> [Aim of the exercise] Output the following rows verbatim, in their original order.

# start of Records shown

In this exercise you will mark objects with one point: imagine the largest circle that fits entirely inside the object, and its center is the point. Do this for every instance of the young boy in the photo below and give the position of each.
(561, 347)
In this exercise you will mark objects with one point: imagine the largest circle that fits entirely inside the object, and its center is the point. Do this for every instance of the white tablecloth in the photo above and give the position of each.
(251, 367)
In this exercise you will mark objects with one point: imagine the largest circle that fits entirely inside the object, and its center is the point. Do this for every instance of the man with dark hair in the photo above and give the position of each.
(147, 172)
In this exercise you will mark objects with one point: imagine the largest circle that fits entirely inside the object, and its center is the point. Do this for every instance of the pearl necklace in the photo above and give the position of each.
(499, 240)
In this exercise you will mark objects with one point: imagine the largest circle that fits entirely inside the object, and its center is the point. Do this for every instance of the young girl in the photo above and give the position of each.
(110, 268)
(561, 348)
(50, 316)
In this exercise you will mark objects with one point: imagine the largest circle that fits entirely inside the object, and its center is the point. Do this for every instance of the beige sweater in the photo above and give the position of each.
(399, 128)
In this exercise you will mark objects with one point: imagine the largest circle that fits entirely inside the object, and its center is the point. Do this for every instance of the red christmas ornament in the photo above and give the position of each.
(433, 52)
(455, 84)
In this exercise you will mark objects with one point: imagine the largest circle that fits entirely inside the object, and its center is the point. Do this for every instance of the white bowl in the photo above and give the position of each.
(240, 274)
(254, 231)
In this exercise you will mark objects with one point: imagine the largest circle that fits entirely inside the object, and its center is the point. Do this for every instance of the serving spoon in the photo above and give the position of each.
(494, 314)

# end of Records shown

> [Complete output]
In this exercise you will mark objects with one point: imagine the largest circle that fits entirely inside the object, and its center is the point. Do this for every instance of the young boy in the photo below and give the position of each.
(561, 347)
In this exercise you will mark objects with one point: imagine the largest circle that fits entirely inside the object, and its center is the point. Do this for every instance of the white tablecloth in the photo above and give the position of each.
(251, 367)
In this exercise you will mark objects with one point: imagine the largest circle that fits entirely inside the object, and its center is the point. Do this for every instance of the man with dark hair in the photo above and give the position of each.
(147, 172)
In this exercise you will mark objects with one point: imagine the largest circle that fits entirely inside the object, and its center is the point. Do this for every instance of the pearl necklace in the photo above and give the position of each.
(499, 240)
In this exercise you will mark objects with one point: imagine the largest circle that fits entirely inside the object, and its center is the point. Do this for every instance of the young girl in the photo above and give the position of each.
(110, 268)
(561, 348)
(50, 316)
In this exercise you will mark objects with one point: imagine the largest circle that fits entirely inside the object, and its center is the point. Do this for every instance of the beige sweater in the photo above and give the position of each.
(399, 128)
In this exercise you will mark objects with one point: imagine the largest circle that fits entirely inside the object, and its center is the point. Do this for every instance of the red christmas ornament in the photo above and give the position of each.
(433, 52)
(455, 84)
In this exercise you will mark objects with one point: imagine the largest circle that fits entirely inside the object, and its center is the point. Do this for every instance of the white bowl in the photo above and give the position of each.
(240, 274)
(254, 231)
In this exercise you will mark objects with one point: imagine the largest circle that fits entirely inside the object, and its center is the point. Do this for every instance of the serving spoon in the photo above and give the position of each.
(494, 314)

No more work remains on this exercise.